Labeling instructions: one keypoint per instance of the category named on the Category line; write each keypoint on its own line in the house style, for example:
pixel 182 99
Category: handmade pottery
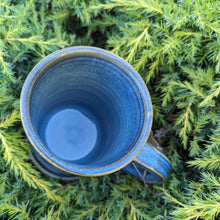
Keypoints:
pixel 87 112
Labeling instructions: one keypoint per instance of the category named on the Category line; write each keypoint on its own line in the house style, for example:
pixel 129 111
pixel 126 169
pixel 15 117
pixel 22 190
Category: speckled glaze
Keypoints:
pixel 87 112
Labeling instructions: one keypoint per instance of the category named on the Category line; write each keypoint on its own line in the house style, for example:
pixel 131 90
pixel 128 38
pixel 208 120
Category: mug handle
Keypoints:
pixel 151 165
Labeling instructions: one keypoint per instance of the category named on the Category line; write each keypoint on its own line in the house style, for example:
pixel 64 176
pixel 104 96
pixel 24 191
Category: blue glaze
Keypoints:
pixel 113 96
pixel 70 134
pixel 155 160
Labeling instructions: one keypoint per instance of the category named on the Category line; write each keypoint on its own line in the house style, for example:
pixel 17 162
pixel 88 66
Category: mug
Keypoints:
pixel 87 112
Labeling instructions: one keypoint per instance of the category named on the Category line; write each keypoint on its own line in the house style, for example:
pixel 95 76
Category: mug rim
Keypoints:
pixel 34 139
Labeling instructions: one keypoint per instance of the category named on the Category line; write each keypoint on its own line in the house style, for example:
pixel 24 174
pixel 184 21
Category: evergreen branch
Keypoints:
pixel 210 162
pixel 215 92
pixel 144 35
pixel 185 120
pixel 15 211
pixel 35 40
pixel 24 169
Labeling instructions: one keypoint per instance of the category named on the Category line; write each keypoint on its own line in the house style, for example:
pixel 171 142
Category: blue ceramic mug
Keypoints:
pixel 87 112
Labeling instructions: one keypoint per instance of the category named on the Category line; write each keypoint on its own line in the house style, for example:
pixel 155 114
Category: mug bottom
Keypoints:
pixel 49 170
pixel 69 130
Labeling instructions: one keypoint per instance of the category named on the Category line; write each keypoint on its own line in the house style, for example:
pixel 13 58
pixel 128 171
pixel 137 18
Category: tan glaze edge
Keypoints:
pixel 62 57
pixel 141 163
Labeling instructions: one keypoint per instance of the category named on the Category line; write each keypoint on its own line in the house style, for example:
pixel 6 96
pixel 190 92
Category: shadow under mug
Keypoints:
pixel 87 112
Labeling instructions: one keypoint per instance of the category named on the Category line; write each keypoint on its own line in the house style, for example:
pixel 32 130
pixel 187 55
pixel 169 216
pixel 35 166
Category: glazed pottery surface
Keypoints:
pixel 85 111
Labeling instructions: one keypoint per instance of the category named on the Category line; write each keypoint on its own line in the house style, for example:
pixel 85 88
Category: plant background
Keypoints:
pixel 175 46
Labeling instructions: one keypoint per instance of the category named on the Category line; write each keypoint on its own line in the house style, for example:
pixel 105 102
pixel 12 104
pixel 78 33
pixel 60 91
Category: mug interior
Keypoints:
pixel 87 111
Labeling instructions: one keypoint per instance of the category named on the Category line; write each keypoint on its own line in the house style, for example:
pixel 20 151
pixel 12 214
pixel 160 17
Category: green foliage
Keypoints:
pixel 174 45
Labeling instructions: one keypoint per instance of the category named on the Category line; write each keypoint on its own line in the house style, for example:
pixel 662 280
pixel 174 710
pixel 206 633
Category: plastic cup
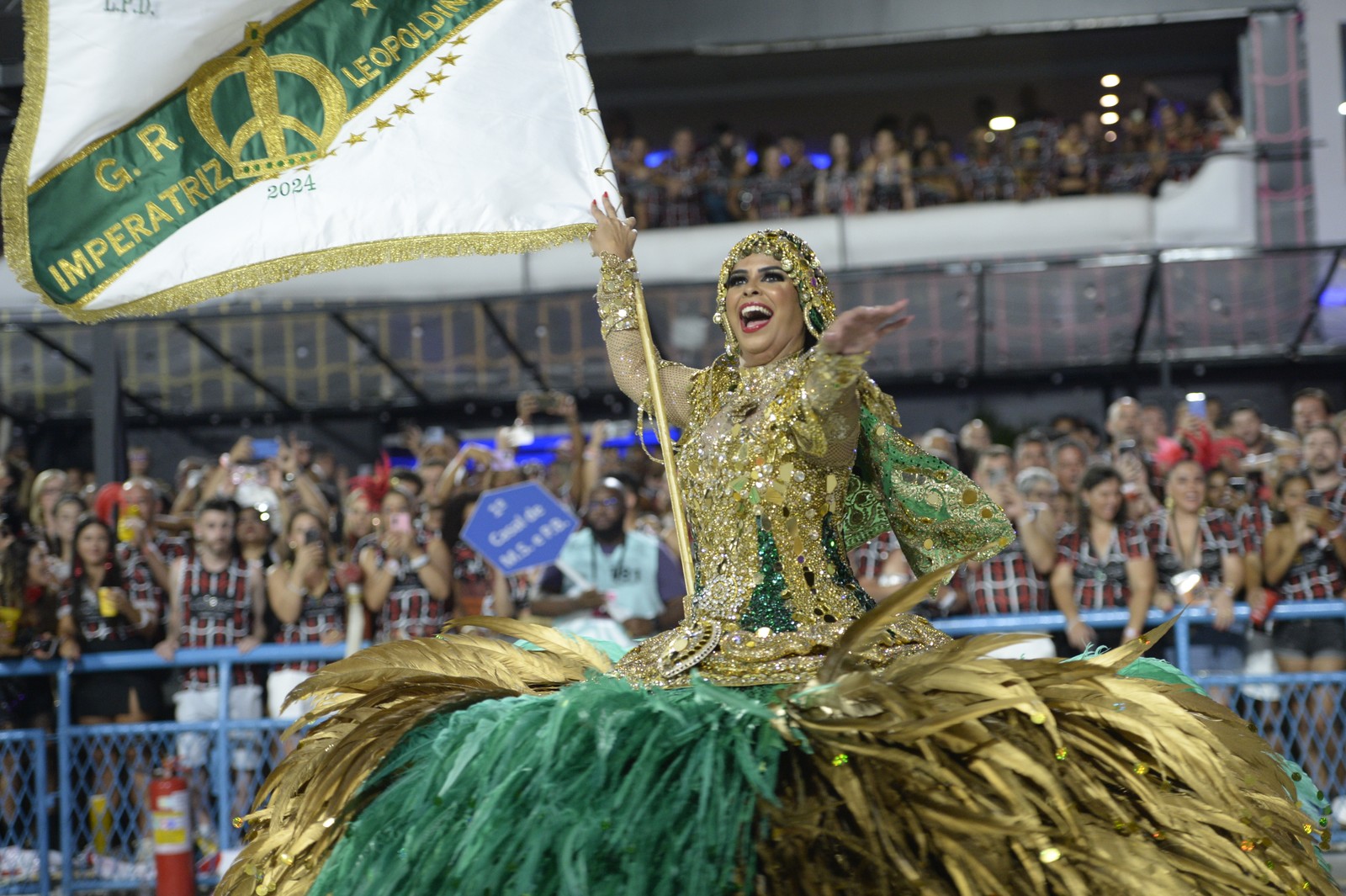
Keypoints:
pixel 10 619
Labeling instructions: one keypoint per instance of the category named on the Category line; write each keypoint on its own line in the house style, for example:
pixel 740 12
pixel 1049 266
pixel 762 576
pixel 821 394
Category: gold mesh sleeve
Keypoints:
pixel 828 426
pixel 618 291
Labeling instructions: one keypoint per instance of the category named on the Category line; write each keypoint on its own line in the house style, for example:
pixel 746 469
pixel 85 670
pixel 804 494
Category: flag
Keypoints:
pixel 172 152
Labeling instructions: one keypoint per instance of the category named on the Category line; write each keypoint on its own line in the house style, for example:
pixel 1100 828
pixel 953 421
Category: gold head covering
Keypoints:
pixel 798 262
pixel 937 513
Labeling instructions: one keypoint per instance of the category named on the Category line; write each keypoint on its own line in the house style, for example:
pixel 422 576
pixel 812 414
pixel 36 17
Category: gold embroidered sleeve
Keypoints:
pixel 617 295
pixel 828 424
....................
*Written instruction*: Locate each line in the rows above that contains the word "blue", and copy every one of those lines in full.

*Finished exercise*:
Category: blue glaze
Category: blue ceramic mug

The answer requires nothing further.